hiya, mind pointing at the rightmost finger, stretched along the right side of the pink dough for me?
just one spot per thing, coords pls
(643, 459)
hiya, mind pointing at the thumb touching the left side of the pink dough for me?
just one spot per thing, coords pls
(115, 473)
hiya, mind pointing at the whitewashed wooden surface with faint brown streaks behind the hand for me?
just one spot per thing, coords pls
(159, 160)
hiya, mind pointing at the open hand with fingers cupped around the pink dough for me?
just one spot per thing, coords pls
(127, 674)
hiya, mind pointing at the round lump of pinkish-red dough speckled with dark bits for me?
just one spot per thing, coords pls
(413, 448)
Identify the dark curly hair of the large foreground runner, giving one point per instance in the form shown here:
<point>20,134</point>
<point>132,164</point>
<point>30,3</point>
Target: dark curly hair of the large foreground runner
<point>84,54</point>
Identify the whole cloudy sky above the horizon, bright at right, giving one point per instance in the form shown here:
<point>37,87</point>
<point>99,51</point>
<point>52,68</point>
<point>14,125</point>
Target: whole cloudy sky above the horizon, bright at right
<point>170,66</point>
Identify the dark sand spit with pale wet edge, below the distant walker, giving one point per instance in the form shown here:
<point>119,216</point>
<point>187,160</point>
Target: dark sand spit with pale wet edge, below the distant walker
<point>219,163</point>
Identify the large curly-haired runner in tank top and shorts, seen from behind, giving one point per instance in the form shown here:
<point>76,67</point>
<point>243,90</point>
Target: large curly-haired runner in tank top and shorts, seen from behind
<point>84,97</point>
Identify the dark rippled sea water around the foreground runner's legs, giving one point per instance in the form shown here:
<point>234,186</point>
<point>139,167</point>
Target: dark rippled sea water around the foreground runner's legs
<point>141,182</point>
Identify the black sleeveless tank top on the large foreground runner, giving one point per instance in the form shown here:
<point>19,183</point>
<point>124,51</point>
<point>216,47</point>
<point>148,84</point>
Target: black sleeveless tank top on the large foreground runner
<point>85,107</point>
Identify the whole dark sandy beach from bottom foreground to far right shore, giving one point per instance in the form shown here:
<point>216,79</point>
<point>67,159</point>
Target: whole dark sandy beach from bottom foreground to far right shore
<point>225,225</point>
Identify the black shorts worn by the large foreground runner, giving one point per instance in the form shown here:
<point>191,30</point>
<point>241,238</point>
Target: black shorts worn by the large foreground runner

> WHAT IS NEEDED: In the data above, which lines lie between the line with "hiya, mind pointing at the open" and the line with "<point>132,164</point>", inclusive? Print those lines exactly and nothing else.

> TASK RESPONSE:
hiya, mind pointing at the open hand with fingers cupped around the pink dough for me?
just one spot per thing, coords pls
(127, 674)
hiya, mind pointing at the round lump of pinkish-red dough speckled with dark bits for me?
just one spot per thing, coords pls
(413, 448)
Identify the dark curly hair of the large foreground runner, giving one point per instance in the form shown here:
<point>20,134</point>
<point>132,164</point>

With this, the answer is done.